Every line below between the one holding "output: a list" and the one holding "note: a mask", inclusive, should be copied exactly, and no other line.

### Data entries
Start of Block

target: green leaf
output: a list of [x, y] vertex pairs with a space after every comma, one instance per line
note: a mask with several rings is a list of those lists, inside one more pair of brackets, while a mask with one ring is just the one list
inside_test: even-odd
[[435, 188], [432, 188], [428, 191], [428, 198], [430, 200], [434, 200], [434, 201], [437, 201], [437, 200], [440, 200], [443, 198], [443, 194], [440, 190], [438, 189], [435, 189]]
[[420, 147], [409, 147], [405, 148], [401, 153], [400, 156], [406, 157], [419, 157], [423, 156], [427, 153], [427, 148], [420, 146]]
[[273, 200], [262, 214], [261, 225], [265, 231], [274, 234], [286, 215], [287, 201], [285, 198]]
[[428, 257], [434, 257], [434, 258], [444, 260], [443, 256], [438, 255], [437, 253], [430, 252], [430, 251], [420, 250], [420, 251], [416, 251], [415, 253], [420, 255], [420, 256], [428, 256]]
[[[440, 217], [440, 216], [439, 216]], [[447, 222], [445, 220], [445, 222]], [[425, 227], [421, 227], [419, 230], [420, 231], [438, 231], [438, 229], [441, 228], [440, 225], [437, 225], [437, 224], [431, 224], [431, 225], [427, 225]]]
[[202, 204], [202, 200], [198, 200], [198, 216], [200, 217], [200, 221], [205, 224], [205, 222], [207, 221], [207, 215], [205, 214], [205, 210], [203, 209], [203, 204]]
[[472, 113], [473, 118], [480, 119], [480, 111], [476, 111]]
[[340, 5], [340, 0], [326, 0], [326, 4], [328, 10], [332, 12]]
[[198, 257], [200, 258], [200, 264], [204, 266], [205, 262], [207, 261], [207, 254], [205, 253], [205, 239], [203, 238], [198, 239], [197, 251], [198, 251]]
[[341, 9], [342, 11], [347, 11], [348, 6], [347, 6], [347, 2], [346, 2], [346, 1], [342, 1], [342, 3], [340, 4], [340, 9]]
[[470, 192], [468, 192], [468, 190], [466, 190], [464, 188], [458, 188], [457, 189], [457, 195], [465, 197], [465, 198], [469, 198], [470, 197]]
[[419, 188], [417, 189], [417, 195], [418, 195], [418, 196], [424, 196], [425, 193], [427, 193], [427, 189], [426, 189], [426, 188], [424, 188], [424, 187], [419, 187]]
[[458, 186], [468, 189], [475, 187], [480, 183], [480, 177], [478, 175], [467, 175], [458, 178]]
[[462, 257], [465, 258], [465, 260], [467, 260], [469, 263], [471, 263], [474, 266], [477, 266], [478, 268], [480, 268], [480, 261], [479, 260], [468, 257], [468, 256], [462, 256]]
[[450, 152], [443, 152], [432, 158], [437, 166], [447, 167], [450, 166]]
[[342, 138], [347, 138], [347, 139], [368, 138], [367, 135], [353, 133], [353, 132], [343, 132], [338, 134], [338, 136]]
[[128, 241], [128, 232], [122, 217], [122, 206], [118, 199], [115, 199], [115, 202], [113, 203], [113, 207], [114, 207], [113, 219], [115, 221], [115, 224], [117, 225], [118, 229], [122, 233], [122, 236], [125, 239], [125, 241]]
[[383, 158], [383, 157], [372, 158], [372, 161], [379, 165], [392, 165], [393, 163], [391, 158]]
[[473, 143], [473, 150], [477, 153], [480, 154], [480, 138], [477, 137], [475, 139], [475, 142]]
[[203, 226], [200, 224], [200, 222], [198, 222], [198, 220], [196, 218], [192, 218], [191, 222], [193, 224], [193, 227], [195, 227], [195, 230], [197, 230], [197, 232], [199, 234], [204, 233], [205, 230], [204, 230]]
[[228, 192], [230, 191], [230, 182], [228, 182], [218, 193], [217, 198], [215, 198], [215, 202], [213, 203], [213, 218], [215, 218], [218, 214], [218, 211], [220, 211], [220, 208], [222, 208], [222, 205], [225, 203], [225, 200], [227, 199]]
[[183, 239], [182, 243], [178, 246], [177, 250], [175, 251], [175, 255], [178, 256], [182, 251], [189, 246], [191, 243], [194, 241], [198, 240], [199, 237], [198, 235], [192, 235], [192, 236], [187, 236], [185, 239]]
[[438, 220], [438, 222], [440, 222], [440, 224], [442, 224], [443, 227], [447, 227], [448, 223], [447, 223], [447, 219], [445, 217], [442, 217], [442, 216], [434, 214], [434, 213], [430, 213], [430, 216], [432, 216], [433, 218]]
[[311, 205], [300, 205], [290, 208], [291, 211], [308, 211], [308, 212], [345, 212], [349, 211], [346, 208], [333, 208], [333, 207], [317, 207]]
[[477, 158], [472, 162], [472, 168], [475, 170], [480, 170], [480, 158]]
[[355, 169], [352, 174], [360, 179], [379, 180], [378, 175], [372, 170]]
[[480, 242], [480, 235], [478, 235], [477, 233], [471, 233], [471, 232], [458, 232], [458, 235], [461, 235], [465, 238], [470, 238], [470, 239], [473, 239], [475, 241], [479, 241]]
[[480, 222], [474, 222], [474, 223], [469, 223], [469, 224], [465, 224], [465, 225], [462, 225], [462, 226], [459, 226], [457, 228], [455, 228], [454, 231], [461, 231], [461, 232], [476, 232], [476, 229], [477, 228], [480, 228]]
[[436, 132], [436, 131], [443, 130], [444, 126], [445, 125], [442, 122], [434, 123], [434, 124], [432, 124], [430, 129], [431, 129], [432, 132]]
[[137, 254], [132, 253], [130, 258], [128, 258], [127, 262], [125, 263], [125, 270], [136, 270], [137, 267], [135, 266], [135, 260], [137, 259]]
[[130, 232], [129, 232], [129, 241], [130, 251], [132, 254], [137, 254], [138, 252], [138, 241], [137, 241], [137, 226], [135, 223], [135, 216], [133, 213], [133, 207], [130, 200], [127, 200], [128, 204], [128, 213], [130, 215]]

End of Block

### Result of the exercise
output: a list of [x, y] vertex pairs with a space after every comma, one instance per line
note: a mask with several rings is a list of those lists, inside one more pair of brackets, while a mask with one ring is just the one list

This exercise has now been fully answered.